:: İstenen iş ::
Lütfen proksimal tibiofibular sindesmoz yaralanmasını anlatan metni son cümlesinin ardından sürdürün.

:: Metin ::

P-17: Profesyonel Futbolcuda Proksimal Tibiofibular Sindesmoz Yaralanması
Nevzad Denerel1, Erdem Kaan2
1Dr. Burhan Nalbantoğlu Devlet Hastanesi, Spor Hekimliği, Lefkoşa, KKTC
2Dr. Ersin Arslan Devlet Hastanesi, Ortopedi ve Travmatoloji, Gaziantep, Türkiye
Öz
GİRİŞ: Tibia ve fibulayı birbirine bağlayan, interosseöz membran ve anterior, posterior tibiofibular bağlardan oluşan fibröz yapı "tibiofibular sindesmoz" olarak adlandırılır. Sindesmoz yaralanması dendiğinde genellikle, ayak bileği inversiyon torsiyonu sonrası meydana gelen üst ayak bileği yaralanmaları akla gelir. Literatür incelendiğinde tibiofibular dislokasyon olmaksızın proksimal sindesmoz bağ yaralanmasının oldukça ender rastlanan bir durum olduğu görülmektedir. Burada, Türkiye Süper Liginde mücadele eden profesyonel bir futbol oyuncusunda meydana gelmiş proksimal sindesmoz yaralanması sunulmaktadır.

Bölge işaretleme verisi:
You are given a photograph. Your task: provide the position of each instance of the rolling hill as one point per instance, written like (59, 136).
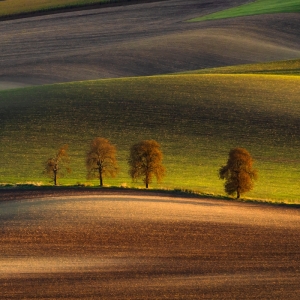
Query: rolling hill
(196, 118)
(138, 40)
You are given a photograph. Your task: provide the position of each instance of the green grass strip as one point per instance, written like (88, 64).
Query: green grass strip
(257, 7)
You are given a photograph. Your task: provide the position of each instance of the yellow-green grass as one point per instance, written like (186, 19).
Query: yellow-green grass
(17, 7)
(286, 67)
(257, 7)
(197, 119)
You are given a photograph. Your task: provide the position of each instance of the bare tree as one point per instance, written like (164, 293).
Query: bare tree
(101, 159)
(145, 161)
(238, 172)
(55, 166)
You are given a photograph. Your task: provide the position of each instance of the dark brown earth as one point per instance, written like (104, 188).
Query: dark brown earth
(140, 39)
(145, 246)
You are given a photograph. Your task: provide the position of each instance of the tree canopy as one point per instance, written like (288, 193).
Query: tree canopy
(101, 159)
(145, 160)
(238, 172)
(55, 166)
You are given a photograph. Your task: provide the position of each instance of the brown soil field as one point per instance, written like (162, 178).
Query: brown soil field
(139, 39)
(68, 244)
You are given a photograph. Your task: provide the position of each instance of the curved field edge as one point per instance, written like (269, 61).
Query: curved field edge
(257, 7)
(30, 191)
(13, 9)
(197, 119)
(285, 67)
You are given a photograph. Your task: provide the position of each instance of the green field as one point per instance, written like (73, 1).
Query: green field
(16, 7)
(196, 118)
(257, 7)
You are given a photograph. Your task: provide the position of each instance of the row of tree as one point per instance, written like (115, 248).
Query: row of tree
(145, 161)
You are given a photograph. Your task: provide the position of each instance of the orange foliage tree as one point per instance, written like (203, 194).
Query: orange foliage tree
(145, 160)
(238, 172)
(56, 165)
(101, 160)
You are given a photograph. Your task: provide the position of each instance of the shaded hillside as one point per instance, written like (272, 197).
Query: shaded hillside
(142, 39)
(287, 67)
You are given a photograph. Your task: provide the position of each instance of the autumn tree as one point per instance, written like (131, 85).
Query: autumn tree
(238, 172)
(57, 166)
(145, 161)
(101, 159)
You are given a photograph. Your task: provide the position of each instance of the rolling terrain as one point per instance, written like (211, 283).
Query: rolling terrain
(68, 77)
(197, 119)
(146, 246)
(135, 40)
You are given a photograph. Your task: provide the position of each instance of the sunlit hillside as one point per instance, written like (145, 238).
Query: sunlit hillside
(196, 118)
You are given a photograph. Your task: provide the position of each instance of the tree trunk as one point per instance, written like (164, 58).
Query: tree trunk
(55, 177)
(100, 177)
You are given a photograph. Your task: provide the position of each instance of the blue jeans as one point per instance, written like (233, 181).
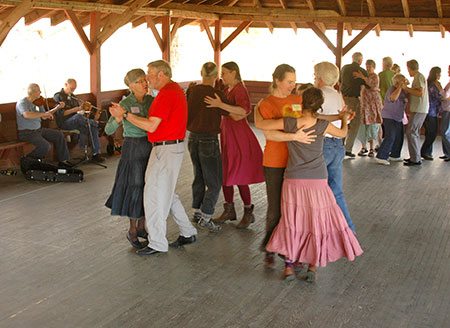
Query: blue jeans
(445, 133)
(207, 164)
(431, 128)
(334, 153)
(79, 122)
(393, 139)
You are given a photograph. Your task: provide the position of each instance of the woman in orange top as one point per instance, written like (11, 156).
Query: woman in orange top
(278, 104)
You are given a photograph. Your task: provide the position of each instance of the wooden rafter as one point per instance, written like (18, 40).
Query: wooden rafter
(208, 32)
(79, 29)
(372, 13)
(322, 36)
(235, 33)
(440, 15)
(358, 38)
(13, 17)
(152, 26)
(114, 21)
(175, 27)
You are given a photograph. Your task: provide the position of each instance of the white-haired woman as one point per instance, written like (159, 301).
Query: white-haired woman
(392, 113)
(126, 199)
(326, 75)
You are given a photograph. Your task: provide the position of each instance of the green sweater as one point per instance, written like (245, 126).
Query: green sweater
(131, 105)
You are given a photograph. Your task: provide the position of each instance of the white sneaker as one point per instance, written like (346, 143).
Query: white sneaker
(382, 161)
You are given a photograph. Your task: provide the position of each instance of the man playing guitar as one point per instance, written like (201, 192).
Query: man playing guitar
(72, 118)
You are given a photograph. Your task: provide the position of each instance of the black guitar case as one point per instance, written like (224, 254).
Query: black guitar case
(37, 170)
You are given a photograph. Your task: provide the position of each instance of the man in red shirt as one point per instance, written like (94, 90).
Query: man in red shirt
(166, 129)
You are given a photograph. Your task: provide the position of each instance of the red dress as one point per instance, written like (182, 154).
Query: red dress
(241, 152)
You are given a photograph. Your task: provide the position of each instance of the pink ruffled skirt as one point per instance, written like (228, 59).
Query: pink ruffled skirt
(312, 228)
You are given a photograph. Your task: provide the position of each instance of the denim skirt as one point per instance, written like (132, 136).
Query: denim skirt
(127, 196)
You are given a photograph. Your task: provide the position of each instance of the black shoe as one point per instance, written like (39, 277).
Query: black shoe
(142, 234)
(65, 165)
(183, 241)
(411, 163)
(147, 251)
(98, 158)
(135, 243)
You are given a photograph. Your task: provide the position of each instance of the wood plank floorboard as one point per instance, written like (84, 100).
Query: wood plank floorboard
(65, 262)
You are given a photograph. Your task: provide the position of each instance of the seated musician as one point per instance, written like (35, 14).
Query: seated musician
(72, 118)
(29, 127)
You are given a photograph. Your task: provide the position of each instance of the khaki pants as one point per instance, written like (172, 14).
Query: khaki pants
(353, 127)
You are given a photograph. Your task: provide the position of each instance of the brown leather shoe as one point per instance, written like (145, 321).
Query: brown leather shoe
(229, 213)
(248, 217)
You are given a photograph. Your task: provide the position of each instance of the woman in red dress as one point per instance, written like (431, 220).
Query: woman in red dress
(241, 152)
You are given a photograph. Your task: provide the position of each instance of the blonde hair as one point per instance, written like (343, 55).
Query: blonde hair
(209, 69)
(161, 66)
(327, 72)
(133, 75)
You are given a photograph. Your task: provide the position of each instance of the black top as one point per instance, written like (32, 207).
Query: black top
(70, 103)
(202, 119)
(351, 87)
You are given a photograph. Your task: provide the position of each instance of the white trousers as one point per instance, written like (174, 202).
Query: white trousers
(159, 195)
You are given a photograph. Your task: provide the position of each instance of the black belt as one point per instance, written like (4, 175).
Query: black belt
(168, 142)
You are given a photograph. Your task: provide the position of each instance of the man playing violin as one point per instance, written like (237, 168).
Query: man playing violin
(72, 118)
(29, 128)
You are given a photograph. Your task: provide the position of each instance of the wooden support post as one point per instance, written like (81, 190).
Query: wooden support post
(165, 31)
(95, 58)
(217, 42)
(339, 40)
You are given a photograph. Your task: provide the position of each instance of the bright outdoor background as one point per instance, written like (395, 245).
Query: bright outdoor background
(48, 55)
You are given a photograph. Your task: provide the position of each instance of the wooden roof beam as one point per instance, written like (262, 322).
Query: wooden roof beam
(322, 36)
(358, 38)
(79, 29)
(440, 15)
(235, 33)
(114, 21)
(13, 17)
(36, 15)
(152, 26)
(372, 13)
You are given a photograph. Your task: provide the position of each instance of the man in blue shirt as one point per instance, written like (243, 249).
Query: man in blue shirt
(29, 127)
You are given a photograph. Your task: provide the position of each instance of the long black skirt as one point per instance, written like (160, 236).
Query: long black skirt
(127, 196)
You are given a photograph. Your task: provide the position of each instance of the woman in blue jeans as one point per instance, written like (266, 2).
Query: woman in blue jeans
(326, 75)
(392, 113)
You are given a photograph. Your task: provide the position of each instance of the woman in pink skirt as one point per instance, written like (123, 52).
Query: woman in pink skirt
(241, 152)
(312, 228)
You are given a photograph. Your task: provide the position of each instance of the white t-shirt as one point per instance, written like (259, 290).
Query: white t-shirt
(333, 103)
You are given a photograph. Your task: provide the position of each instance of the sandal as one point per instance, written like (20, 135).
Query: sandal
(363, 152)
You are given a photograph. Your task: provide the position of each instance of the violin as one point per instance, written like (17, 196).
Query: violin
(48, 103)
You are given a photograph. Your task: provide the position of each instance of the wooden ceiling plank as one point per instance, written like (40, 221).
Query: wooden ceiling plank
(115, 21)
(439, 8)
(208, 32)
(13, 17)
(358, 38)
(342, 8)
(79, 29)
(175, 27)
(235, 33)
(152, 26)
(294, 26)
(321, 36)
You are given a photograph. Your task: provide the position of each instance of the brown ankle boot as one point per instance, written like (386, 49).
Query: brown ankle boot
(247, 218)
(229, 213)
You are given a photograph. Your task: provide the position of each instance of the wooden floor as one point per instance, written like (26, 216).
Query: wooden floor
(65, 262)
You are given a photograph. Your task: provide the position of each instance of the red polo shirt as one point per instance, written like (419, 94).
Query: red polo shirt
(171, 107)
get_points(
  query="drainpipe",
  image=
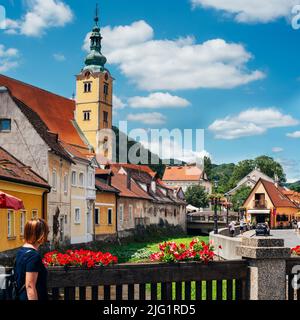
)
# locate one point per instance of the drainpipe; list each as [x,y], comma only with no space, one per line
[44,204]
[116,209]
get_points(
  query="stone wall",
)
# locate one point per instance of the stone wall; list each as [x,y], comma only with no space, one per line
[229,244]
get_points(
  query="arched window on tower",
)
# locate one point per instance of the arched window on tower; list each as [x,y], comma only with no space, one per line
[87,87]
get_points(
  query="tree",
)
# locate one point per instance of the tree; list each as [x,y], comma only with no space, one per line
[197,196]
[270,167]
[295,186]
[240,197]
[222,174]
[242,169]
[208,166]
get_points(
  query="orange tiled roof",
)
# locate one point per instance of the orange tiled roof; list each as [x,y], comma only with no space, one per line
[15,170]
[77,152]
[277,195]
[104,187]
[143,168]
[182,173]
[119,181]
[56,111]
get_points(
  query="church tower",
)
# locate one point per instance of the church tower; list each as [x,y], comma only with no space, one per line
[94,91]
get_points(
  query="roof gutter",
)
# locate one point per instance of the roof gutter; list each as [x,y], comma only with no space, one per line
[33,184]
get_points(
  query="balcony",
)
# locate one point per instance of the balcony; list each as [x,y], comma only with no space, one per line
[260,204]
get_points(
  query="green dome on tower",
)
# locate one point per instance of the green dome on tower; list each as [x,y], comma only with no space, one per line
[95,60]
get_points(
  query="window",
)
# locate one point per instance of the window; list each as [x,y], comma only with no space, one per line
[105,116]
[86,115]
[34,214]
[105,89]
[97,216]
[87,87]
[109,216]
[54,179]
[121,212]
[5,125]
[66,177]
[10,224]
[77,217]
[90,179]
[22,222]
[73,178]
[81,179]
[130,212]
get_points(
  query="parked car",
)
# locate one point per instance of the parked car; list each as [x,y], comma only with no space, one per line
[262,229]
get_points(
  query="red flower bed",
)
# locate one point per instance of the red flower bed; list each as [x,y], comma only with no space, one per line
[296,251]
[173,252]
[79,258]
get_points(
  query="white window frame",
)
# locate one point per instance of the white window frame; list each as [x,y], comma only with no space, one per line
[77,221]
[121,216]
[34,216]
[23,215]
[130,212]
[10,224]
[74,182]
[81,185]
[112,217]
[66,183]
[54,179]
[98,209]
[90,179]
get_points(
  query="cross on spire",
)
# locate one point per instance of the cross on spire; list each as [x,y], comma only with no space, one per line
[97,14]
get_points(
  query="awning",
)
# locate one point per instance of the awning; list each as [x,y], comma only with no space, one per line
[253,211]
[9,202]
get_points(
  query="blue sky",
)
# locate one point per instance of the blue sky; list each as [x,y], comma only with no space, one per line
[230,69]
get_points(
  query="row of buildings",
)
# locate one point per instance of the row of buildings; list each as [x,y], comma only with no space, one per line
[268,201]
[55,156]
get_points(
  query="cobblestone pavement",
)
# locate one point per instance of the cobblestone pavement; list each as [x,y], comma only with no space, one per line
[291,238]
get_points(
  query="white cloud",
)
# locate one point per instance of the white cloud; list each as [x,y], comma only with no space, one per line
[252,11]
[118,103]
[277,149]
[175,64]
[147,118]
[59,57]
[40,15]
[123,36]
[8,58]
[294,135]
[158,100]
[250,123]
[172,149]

:: Yanıt ::
OLGU: 26 yaşında erkek futbol oyuncusu, maç sırasında rakibinin yaptığı müdahale sonucu oyuna devam edememiştir. İlk muayene neticesinde menisküs ve bağ testlerinin normal olduğu gözlenmiş ancak fibula başı düzeyinde ödem, palpasyon ile ağrı ve perküsyon ile tinel bulgusu saptanmıştır. Ayrıca fibula başının mobilitesinde artış olduğu gözlenmiştir. Sırasıyla bilateral diz grafisi, EMG, BT ve diz MRG tetkikleri yapılmıştır. EMG sonucunun normal olması ile superfisyal peroneal sinir yaralanması ekarte edilmiş olup görüntüleme tetkikleri neticesinde sol fibula başının sağa kıyasla posterolaterale deviye olduğu ancak disloke olmadığı, interosseöz membranda intensite değişiklikleri olduğu rapor edilmiştir. Sporcuya, fizik muayene ve radyolojik görüntüleme tetkikleri sonucunda "Proksimal Sindesmoz Sprain Evre-2" tanısı koyulmuş ve 4-6 hafta iyileşme süresi öngörülmüştür. Sporcu, rehabilitasyon süreci neticesinde 30 gün sonra takımla birlikte çalışmaya başlamıştır.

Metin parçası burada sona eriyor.